**** INPUT DATA
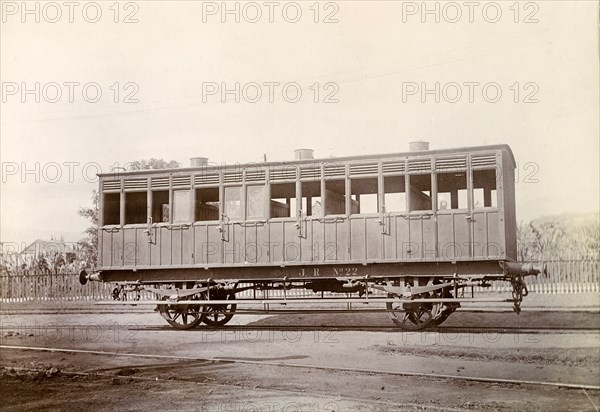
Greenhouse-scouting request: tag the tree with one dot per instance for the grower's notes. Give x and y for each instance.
(89, 245)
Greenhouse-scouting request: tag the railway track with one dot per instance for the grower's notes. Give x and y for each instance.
(295, 365)
(7, 327)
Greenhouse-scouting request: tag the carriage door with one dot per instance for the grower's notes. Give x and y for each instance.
(182, 230)
(487, 241)
(454, 219)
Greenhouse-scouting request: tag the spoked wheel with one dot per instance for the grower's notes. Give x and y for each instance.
(414, 315)
(182, 316)
(219, 315)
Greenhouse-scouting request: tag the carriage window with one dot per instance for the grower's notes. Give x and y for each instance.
(364, 196)
(311, 199)
(207, 204)
(112, 209)
(233, 202)
(255, 201)
(181, 206)
(160, 206)
(395, 193)
(135, 207)
(420, 192)
(485, 193)
(335, 197)
(452, 190)
(283, 200)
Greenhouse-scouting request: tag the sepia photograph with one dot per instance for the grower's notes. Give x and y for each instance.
(310, 205)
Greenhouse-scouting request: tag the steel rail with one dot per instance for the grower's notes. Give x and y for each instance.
(301, 366)
(170, 379)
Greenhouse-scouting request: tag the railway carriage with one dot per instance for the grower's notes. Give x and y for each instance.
(409, 233)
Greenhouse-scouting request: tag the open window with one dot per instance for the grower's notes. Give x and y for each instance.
(283, 200)
(452, 190)
(485, 193)
(335, 197)
(181, 206)
(207, 204)
(394, 188)
(136, 207)
(111, 209)
(420, 192)
(255, 202)
(311, 199)
(364, 197)
(233, 203)
(160, 206)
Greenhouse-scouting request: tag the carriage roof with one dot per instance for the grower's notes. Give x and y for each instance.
(361, 158)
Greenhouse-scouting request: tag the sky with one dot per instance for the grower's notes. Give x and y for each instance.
(119, 82)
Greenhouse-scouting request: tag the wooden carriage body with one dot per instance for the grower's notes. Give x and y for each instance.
(433, 211)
********
* **ABOUT THIS EXERCISE**: If the listing above includes images, copy every line of it exactly except those images.

* **RESULT BELOW**:
Greenhouse-scouting request: tag the tree with one dot per instance for the grower's notes. Give x and y for each instance.
(89, 245)
Greenhouse-scouting request: tag the railway track with one dot per instance for the grower's notes. Give x and y for each instance.
(295, 365)
(7, 327)
Greenhouse-scouting request: tag the carriage door with one dot per instance for the grower's notes. Give x and y for each instance.
(182, 230)
(487, 241)
(454, 219)
Greenhouse-scouting request: tag the spoked wheel with one dot per instance for the grower's notes. Give x and y for each instance.
(414, 315)
(182, 316)
(219, 315)
Greenhouse-scouting request: tag the carriage window with one dot per instance for the grower's notes. Give x and y for each instance.
(364, 196)
(311, 199)
(207, 204)
(112, 209)
(233, 202)
(255, 201)
(181, 206)
(160, 206)
(395, 193)
(135, 207)
(420, 192)
(485, 193)
(335, 197)
(452, 190)
(283, 200)
Greenhouse-scouting request: tag the sepia photograph with one dot per instance for the grower's notes. Give x and y for each instance.
(310, 205)
Greenhouse-scouting request: tag the steel rail with one dot per instance for the grower's notes. Give x and y for each instance.
(301, 366)
(170, 379)
Greenhouse-scouting request: tag the railway carriage with one dot per instance for the grower's notes. Give x and y for each instance.
(409, 233)
Greenhouse-scouting request: tag the open window with one dot per instance for the grower's notes. Give x and y for each instance.
(283, 200)
(452, 190)
(485, 193)
(335, 197)
(181, 206)
(207, 204)
(394, 188)
(136, 207)
(111, 209)
(420, 192)
(255, 202)
(311, 199)
(364, 197)
(233, 203)
(160, 206)
Greenhouse-scouting request: tag the carriage roof with one dot per instance for the grower's notes. Give x and y for each instance.
(361, 158)
Greenhouse-scouting request: tag the sky with one dot per instance for the grower's notes. Give x and y for each instance.
(119, 82)
Greenhouse-scouting request: tag the wooden carriage body with one dot per instance for the grower's notes. Give x and y for each instance.
(433, 211)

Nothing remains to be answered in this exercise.